▶ WRITTEN TASKS
1. In the passage on the austerity debate, which government is named as a prime example of the cut-the-deficit view in Europe?
2. Decide whether each statement agrees with the passage on the austerity debate, and back each yes or no with the deciding words from the passage: (a) Kenneth Rogoff holds that cutting deficits is essential to inspire confidence in financial markets. (b) The Obama Administration urged developed nations to cut public investment right away. (c) Keynes and Hayek set out their sides of the debate in newspaper articles in October 1932.

▶ PASSAGE PROVIDED

━━━━━━━━━━

Will public deficit reduction encourage private sector growth, or undermine a needed stimulus to recovery & lead to Japan-style stagnation?
What case is there for reducing the budget deficit and public debt burden now? Will such actions save the economy from sharply reduced growth or will cutting government spending and/or raising taxes lead to a collapse of demand and a long period of Japanese style deflation and stagnation?
Economists sharply disagree on what many are now calling “the austerity debate.” Some prominent economists (for example, INET Advisor Kenneth Rogoff) believe that cutting deficits and reducing debt is essential to inspire confidence in financial markets and to ensure that long-term economic growth is not damaged (see Rogoff's recent op-ed here. Others (for example Paul Krugman and Robert Skidelsky, who spoke at INET’s inaugural conference) think that any attempt to reduce expenditures today will be self-defeating since it will further weaken the economy, lead to lower growth and reduced tax revenues in the future, and so greater deficits and debt in the end.
This deficit debate is extremely relevant right now. The cut-the-deficit view has become quite pronounced in Europe, with the new Conservative government’s austerity drive in the United Kingdom as a prime example. On the other side, the Obama Administration has actively urged developed nations to maintain their public investment until the global economy more fully recovers.
This deficit debate is not new. In fact, John Maynard Keynes and Fredrik Hayek, the two economic giants of the 1930s who we partly based our inaugural conference at King’s College on, laid our their version of the debate in dueling newspaper articles in October 1932 (See the images here.)

━━━━━━━━━━

▶ DATA SECTION
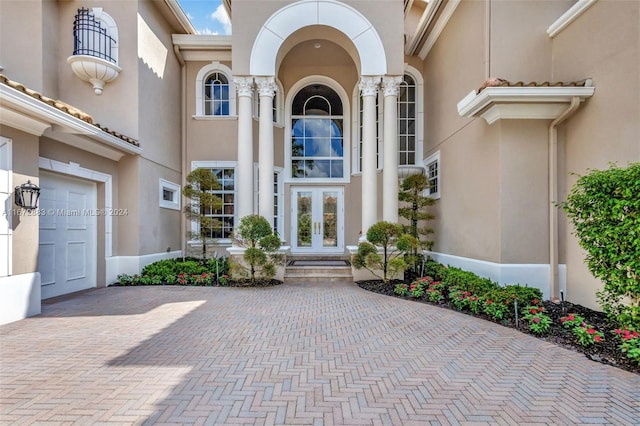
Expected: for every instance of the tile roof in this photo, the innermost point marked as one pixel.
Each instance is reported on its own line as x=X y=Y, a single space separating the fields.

━━━━━━━━━━

▶ TASK-BY-TASK OUTPUTS
1. The new Conservative government in the United Kingdom, with its austerity drive.

2.
(a) Yes: "cutting deficits and reducing debt is essential to inspire confidence in financial markets"
(b) No: "the Obama Administration has actively urged developed nations to maintain their public investment until the global economy more fully recovers"
(c) Yes: "in dueling newspaper articles in October 1932"